Supplied text
§ §

For the fifth time in five Australia first innings this series, England earned themselves a decent position, only to concede it to a counterattack that had Brad Haddin's fingerprints all over it. Mitchell Johnson may well win the Man of the Series award, but Haddin has enjoyed a magnificent campaign and will haunt the nightmares of this England side long after the tour is over. From an England perspective, it was as wearingly familiar as drizzle and slate-grey skies.

The contrasting fortunes of the two lower-orders has been a feature of this series. While Australia's first five wickets contributed only 16 more runs than England's in the first innings of the four completed Tests of the series so far (612 against 596), their last five added an extra 624 (842 to 218). The value of Johnson against the England lower-order and the success of Haddin against England's tiring bowlers has largely defined this Ashes.

Once again, though, England will reflect that they had a hand in their own downfall. The side that dropped Steven Finn for his lack of economy conceded 4.28 an over throughout the Australia innings and during the key sixth-wicket partnership of 128 in 27.2 overs were punished for 21 boundaries.

Hail Haddin - rescuing Australia's first innings

It should not be a complete surprise. When you call-up a 23-year-old legspinner who was 14th in his county's bowling averages last year, a fast bowler who has not played in over a month and rely on a 22-year-old allrounder who admits he is still learning his trade as a seamer, then you are, in part at least, trusting to chance. The last time an England legspinner took a wicket in a victory for England was in 1968. The bowler was Ken Barrington and the batsman was Seymour Nurse. Scott Borthwick's economy rate in his first innings for England was actually worse than Simon Kerrigan's at The Oval in August.

§ §

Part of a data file
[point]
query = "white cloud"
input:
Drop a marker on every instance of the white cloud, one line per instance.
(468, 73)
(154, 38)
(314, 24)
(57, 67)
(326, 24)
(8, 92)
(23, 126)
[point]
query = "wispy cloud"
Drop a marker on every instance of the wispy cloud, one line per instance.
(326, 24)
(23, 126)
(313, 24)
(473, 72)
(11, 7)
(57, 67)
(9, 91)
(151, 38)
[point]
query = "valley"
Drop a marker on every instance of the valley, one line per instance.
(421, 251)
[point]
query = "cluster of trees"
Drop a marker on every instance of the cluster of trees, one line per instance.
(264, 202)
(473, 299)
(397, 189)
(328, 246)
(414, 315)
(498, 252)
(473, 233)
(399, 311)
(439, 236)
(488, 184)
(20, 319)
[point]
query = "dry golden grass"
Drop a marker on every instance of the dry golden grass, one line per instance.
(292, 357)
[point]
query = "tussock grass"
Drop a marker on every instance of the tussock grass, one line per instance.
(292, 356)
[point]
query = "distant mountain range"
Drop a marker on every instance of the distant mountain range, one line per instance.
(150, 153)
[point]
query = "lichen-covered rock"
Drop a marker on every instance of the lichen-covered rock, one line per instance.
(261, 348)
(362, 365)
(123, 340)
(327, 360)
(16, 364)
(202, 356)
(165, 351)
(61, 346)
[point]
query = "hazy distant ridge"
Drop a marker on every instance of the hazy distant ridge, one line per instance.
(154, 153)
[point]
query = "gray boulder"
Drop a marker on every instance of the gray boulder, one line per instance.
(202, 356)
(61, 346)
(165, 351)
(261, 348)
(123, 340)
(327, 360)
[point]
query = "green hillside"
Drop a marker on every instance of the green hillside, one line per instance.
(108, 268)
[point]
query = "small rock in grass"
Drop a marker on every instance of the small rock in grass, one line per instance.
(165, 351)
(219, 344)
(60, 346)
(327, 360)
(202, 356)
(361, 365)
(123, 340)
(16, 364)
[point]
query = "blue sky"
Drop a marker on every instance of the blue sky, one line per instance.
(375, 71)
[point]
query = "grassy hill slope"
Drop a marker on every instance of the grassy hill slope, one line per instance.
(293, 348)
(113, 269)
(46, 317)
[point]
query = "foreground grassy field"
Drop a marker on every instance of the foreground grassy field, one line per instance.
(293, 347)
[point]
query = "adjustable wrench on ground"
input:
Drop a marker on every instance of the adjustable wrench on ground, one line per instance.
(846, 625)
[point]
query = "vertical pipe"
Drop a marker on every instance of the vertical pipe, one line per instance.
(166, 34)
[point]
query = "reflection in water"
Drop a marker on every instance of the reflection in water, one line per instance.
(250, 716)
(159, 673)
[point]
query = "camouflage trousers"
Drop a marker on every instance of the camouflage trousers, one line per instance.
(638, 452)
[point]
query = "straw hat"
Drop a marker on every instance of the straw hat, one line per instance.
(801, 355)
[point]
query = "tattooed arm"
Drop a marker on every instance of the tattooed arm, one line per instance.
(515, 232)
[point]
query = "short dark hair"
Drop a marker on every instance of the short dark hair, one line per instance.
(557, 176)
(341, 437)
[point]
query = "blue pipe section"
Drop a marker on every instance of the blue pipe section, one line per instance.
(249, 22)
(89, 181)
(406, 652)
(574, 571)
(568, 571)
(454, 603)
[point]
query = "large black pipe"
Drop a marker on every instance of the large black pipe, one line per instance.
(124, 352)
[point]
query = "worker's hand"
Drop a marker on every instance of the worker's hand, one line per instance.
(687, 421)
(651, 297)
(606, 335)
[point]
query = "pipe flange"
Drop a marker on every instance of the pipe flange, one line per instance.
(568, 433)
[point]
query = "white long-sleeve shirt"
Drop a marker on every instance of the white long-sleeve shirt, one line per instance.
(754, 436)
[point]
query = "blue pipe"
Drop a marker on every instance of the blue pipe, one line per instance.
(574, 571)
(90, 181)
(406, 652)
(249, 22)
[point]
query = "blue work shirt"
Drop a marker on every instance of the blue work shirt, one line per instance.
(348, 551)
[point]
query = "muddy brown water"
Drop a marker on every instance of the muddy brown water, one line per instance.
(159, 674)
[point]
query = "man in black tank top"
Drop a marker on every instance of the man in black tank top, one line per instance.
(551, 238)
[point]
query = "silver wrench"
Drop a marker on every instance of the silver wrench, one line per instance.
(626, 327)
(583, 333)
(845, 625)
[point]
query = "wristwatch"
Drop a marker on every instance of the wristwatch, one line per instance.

§ §

What to work on
Can you extend the Ashes cricket report past its final sentence?

Written response
That even James Anderson was guilty of pitching short was also a reflection of some poor field placements. Lured into overdoing the short ball by the carry of the pitch, there were two men back for the hook throughout much of the stand, with the bowlers discouraged from pitching the ball as full as they might have done.

And, if your attention to detail is going to extend to producing a cookbook, should it not also extend to ensuring there is a set of stumps at both ends in net sessions and ensuring that bowlers do not overstep or dislodge the bails as Ben Stokes did on several times on the first day here? As it is, England's bowlers routinely overstep in practice and need only avoid a single stump.

While Stokes, the silver lining in this gloomy series for England, impressed with his persistence and lively pace, his success was offset by the news that Joe Root had been dropped. For several months, Root has been touted as the future. To see him derailed, at least temporarily, has dimmed a ray of light at the end of this dark tunnel.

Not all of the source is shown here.